* START *

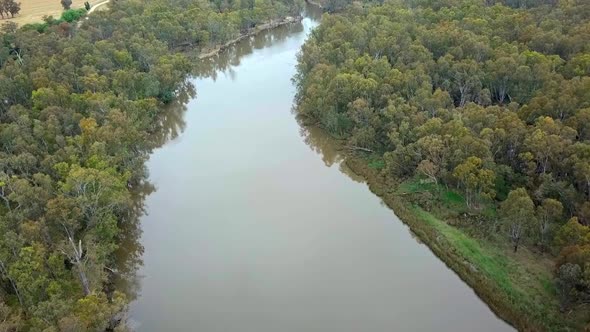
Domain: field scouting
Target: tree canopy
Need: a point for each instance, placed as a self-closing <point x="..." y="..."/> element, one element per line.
<point x="489" y="98"/>
<point x="81" y="107"/>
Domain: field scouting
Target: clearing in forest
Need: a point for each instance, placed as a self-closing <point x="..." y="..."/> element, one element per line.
<point x="32" y="11"/>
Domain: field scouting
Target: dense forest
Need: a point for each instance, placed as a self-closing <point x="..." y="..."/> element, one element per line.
<point x="80" y="110"/>
<point x="485" y="104"/>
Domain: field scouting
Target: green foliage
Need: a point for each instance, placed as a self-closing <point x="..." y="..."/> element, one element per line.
<point x="81" y="110"/>
<point x="487" y="98"/>
<point x="72" y="15"/>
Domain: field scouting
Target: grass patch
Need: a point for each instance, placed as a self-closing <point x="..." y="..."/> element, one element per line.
<point x="523" y="281"/>
<point x="376" y="163"/>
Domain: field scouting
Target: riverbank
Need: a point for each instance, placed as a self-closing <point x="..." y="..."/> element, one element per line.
<point x="209" y="52"/>
<point x="517" y="287"/>
<point x="502" y="280"/>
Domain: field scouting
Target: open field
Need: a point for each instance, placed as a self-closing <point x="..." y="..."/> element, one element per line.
<point x="33" y="10"/>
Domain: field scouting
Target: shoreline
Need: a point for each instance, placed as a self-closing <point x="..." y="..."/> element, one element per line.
<point x="210" y="52"/>
<point x="480" y="285"/>
<point x="469" y="272"/>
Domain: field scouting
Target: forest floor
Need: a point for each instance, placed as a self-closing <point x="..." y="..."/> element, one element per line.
<point x="32" y="11"/>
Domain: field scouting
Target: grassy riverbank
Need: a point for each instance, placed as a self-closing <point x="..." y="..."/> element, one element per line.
<point x="518" y="287"/>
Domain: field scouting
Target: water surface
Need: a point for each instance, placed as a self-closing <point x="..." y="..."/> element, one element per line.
<point x="256" y="226"/>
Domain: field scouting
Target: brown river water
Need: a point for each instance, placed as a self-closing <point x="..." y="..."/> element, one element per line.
<point x="254" y="225"/>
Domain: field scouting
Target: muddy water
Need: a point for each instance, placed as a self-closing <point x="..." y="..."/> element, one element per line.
<point x="255" y="226"/>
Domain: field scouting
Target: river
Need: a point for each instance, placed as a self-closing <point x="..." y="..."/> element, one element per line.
<point x="256" y="226"/>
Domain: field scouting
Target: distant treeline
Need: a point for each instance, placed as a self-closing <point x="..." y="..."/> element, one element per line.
<point x="79" y="105"/>
<point x="488" y="98"/>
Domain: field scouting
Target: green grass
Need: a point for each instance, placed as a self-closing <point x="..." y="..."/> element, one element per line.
<point x="376" y="163"/>
<point x="487" y="260"/>
<point x="525" y="282"/>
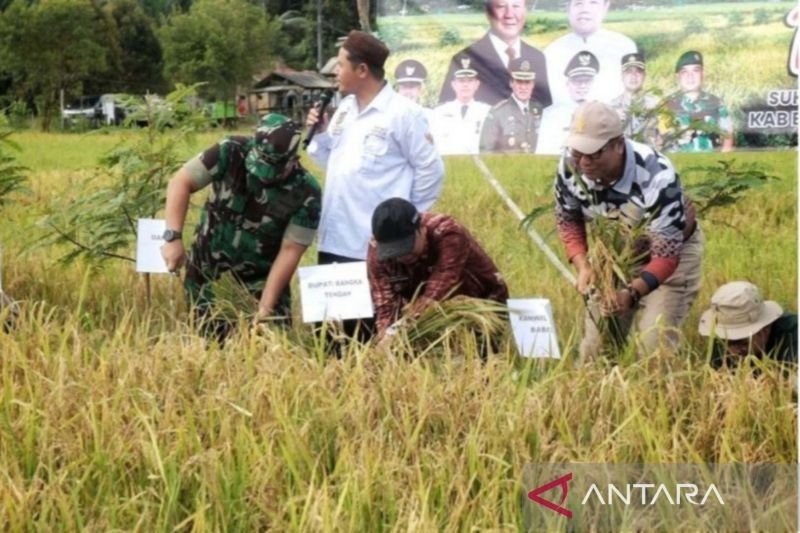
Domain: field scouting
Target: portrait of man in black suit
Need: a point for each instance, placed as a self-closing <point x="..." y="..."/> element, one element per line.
<point x="491" y="54"/>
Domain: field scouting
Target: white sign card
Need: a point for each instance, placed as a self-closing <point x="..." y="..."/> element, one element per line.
<point x="534" y="328"/>
<point x="335" y="292"/>
<point x="149" y="239"/>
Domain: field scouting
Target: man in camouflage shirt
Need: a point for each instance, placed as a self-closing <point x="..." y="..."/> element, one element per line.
<point x="513" y="124"/>
<point x="430" y="256"/>
<point x="703" y="120"/>
<point x="261" y="215"/>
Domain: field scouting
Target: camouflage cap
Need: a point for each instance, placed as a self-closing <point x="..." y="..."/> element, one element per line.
<point x="633" y="60"/>
<point x="521" y="69"/>
<point x="275" y="142"/>
<point x="738" y="311"/>
<point x="410" y="71"/>
<point x="692" y="57"/>
<point x="464" y="67"/>
<point x="584" y="63"/>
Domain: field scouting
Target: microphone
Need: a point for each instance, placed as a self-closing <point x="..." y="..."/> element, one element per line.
<point x="324" y="100"/>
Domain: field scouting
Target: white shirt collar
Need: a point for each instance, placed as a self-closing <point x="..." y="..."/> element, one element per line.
<point x="522" y="105"/>
<point x="500" y="46"/>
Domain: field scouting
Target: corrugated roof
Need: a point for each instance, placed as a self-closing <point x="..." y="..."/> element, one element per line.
<point x="307" y="79"/>
<point x="330" y="66"/>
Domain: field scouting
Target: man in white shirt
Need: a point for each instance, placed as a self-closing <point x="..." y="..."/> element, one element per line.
<point x="492" y="53"/>
<point x="457" y="124"/>
<point x="580" y="74"/>
<point x="409" y="79"/>
<point x="586" y="20"/>
<point x="376" y="146"/>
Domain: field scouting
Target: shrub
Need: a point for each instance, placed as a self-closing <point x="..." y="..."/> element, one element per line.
<point x="450" y="36"/>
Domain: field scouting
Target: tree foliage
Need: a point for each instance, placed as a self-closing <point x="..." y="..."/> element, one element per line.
<point x="220" y="42"/>
<point x="52" y="45"/>
<point x="12" y="177"/>
<point x="102" y="224"/>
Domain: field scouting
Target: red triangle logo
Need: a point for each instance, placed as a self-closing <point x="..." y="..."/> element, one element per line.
<point x="563" y="482"/>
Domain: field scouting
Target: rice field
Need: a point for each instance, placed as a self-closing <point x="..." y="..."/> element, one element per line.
<point x="116" y="415"/>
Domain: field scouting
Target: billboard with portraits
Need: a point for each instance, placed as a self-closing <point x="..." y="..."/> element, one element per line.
<point x="506" y="75"/>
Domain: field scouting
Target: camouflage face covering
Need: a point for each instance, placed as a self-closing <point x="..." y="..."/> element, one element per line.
<point x="275" y="142"/>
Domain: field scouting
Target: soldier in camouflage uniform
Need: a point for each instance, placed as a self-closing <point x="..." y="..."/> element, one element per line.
<point x="692" y="105"/>
<point x="512" y="125"/>
<point x="261" y="215"/>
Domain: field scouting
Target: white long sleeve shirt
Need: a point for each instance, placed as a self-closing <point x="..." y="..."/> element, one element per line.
<point x="384" y="151"/>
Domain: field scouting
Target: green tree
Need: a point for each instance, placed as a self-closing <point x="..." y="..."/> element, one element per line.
<point x="52" y="45"/>
<point x="131" y="182"/>
<point x="137" y="68"/>
<point x="220" y="42"/>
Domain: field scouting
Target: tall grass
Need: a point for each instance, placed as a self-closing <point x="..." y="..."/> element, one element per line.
<point x="116" y="415"/>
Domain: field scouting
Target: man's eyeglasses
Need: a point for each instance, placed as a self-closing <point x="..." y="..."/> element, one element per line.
<point x="577" y="156"/>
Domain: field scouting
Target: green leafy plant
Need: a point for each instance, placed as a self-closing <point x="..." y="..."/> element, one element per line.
<point x="12" y="178"/>
<point x="102" y="224"/>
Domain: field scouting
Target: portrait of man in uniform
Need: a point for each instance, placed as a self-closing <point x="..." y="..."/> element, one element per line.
<point x="512" y="125"/>
<point x="492" y="53"/>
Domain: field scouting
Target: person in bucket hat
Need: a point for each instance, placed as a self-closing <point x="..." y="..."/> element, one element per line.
<point x="261" y="215"/>
<point x="457" y="124"/>
<point x="603" y="174"/>
<point x="424" y="257"/>
<point x="409" y="79"/>
<point x="513" y="124"/>
<point x="746" y="323"/>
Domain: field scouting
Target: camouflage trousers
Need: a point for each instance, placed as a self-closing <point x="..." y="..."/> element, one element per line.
<point x="206" y="266"/>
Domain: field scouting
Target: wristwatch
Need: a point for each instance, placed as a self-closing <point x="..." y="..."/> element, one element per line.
<point x="171" y="235"/>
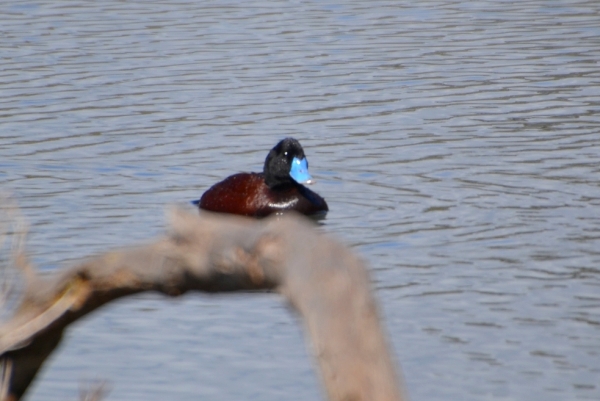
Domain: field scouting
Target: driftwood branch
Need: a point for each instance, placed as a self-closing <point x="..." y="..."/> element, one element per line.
<point x="325" y="283"/>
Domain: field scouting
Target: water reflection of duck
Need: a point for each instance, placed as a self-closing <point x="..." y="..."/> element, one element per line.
<point x="278" y="188"/>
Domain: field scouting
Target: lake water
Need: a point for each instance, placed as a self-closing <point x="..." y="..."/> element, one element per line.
<point x="456" y="142"/>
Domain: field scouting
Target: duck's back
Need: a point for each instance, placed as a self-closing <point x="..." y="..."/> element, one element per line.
<point x="247" y="194"/>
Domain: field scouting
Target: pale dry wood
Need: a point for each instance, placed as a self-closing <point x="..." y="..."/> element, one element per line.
<point x="325" y="283"/>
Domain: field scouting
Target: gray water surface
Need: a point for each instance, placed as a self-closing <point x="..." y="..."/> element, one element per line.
<point x="456" y="142"/>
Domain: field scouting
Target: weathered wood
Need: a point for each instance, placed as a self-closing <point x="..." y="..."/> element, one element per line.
<point x="326" y="284"/>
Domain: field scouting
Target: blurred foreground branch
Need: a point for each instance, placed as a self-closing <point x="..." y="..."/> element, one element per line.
<point x="325" y="283"/>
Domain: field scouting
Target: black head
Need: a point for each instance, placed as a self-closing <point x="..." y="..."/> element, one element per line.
<point x="286" y="165"/>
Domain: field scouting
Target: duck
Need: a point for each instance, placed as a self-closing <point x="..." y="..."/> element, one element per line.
<point x="279" y="188"/>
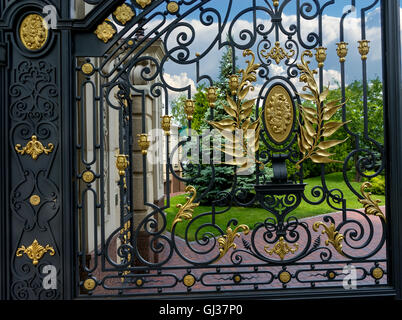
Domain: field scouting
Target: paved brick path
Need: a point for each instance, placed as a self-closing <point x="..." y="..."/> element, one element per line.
<point x="255" y="274"/>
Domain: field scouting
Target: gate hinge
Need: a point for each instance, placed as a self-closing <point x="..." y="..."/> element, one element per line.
<point x="3" y="54"/>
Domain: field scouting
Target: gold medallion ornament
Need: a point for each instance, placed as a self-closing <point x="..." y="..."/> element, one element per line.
<point x="377" y="273"/>
<point x="33" y="32"/>
<point x="172" y="7"/>
<point x="279" y="114"/>
<point x="87" y="68"/>
<point x="34" y="200"/>
<point x="285" y="277"/>
<point x="89" y="284"/>
<point x="35" y="251"/>
<point x="281" y="248"/>
<point x="124" y="13"/>
<point x="189" y="280"/>
<point x="88" y="176"/>
<point x="34" y="148"/>
<point x="143" y="3"/>
<point x="105" y="31"/>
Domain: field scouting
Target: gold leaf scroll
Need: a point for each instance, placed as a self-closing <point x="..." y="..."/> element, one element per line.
<point x="316" y="124"/>
<point x="239" y="111"/>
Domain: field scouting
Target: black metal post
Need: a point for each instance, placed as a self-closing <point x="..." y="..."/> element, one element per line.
<point x="393" y="125"/>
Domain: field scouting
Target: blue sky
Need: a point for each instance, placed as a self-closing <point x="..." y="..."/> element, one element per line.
<point x="181" y="75"/>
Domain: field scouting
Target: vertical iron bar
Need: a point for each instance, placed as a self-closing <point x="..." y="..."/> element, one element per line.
<point x="391" y="50"/>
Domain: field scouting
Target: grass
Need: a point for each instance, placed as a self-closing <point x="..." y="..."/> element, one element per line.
<point x="251" y="216"/>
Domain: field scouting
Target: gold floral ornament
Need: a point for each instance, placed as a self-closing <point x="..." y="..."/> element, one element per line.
<point x="33" y="32"/>
<point x="227" y="241"/>
<point x="34" y="148"/>
<point x="35" y="251"/>
<point x="334" y="237"/>
<point x="143" y="3"/>
<point x="186" y="211"/>
<point x="122" y="164"/>
<point x="364" y="48"/>
<point x="105" y="31"/>
<point x="281" y="248"/>
<point x="277" y="53"/>
<point x="212" y="96"/>
<point x="166" y="124"/>
<point x="342" y="50"/>
<point x="124" y="13"/>
<point x="371" y="206"/>
<point x="243" y="150"/>
<point x="316" y="124"/>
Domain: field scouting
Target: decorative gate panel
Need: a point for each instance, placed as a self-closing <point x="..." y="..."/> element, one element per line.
<point x="130" y="241"/>
<point x="256" y="175"/>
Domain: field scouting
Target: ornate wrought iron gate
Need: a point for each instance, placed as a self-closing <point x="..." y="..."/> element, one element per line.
<point x="85" y="82"/>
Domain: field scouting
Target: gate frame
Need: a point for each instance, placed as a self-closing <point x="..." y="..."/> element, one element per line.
<point x="391" y="60"/>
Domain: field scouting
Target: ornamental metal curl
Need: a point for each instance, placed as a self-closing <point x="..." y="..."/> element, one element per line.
<point x="163" y="252"/>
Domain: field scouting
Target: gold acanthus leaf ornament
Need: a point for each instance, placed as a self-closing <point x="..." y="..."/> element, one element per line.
<point x="35" y="251"/>
<point x="316" y="124"/>
<point x="186" y="211"/>
<point x="34" y="148"/>
<point x="371" y="206"/>
<point x="143" y="3"/>
<point x="227" y="241"/>
<point x="242" y="149"/>
<point x="334" y="237"/>
<point x="105" y="31"/>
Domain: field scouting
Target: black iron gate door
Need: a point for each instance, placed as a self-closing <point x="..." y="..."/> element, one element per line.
<point x="198" y="148"/>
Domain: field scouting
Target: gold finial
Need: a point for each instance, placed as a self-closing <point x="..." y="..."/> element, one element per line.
<point x="143" y="142"/>
<point x="189" y="108"/>
<point x="122" y="164"/>
<point x="364" y="48"/>
<point x="34" y="148"/>
<point x="342" y="50"/>
<point x="33" y="32"/>
<point x="320" y="56"/>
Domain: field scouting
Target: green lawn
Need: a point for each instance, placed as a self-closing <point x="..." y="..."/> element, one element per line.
<point x="251" y="216"/>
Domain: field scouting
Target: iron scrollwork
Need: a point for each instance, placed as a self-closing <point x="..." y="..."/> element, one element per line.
<point x="287" y="133"/>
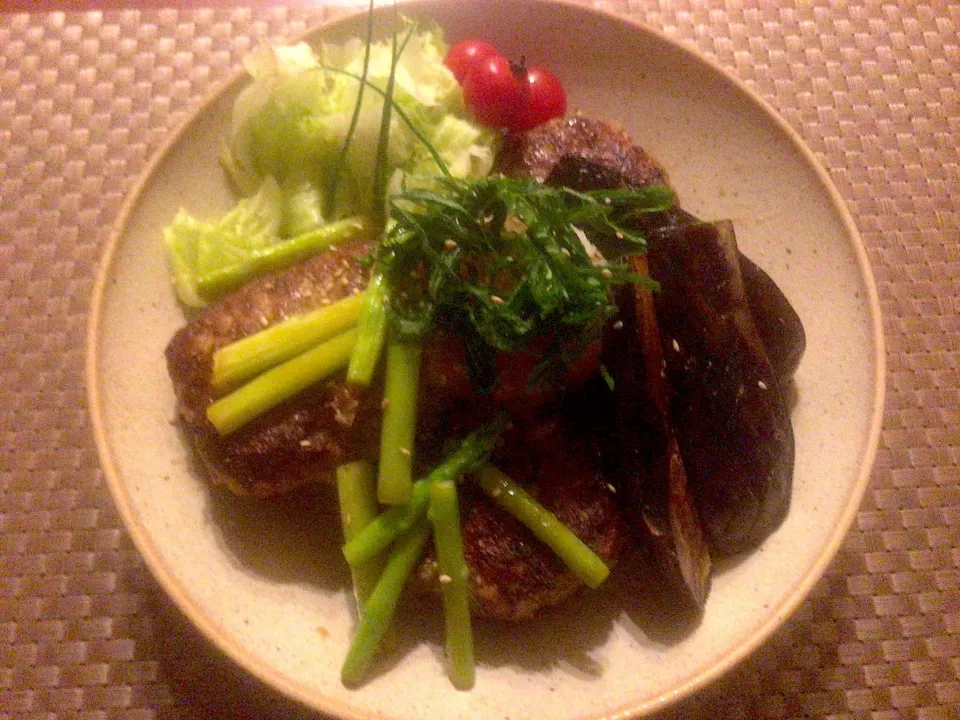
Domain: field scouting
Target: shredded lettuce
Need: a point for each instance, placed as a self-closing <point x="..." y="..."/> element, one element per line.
<point x="288" y="130"/>
<point x="292" y="120"/>
<point x="196" y="248"/>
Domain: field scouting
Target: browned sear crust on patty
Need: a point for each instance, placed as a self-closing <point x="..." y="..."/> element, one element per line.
<point x="306" y="437"/>
<point x="513" y="575"/>
<point x="543" y="151"/>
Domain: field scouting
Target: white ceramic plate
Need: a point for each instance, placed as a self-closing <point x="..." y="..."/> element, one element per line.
<point x="266" y="584"/>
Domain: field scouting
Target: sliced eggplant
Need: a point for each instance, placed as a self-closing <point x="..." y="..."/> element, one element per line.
<point x="777" y="322"/>
<point x="650" y="465"/>
<point x="731" y="420"/>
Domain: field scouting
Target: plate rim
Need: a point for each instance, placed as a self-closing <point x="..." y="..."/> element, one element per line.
<point x="222" y="639"/>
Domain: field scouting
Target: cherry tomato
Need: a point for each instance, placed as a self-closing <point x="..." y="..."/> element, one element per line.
<point x="546" y="99"/>
<point x="465" y="55"/>
<point x="495" y="93"/>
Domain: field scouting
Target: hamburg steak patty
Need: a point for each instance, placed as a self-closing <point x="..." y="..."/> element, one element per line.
<point x="561" y="151"/>
<point x="513" y="575"/>
<point x="306" y="437"/>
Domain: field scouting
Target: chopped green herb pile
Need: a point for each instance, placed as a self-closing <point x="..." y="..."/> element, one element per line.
<point x="505" y="259"/>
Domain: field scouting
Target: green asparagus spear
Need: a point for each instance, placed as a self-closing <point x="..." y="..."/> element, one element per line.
<point x="584" y="563"/>
<point x="381" y="532"/>
<point x="280" y="383"/>
<point x="283" y="254"/>
<point x="255" y="353"/>
<point x="378" y="612"/>
<point x="371" y="330"/>
<point x="395" y="480"/>
<point x="357" y="494"/>
<point x="444" y="513"/>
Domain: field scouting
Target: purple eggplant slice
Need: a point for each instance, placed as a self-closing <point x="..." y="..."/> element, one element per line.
<point x="732" y="422"/>
<point x="777" y="322"/>
<point x="647" y="454"/>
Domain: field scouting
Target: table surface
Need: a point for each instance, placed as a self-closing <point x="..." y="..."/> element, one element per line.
<point x="86" y="97"/>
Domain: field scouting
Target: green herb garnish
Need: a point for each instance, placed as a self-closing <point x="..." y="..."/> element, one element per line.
<point x="503" y="261"/>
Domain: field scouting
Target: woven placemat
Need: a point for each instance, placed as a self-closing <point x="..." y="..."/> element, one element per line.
<point x="85" y="98"/>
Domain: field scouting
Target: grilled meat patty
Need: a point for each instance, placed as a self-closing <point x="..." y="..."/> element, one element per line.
<point x="513" y="575"/>
<point x="579" y="152"/>
<point x="303" y="439"/>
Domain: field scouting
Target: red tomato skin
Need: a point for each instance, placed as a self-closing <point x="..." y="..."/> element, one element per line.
<point x="546" y="99"/>
<point x="494" y="93"/>
<point x="466" y="54"/>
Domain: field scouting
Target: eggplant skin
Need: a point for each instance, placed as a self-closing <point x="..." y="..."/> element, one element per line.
<point x="777" y="322"/>
<point x="732" y="421"/>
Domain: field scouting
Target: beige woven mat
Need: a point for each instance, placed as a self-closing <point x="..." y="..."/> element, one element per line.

* END *

▸ **Goal**
Count the lines in the material above that contain the string "forest", matching case exactly, and reply with only the number.

▸ **Result of this task**
3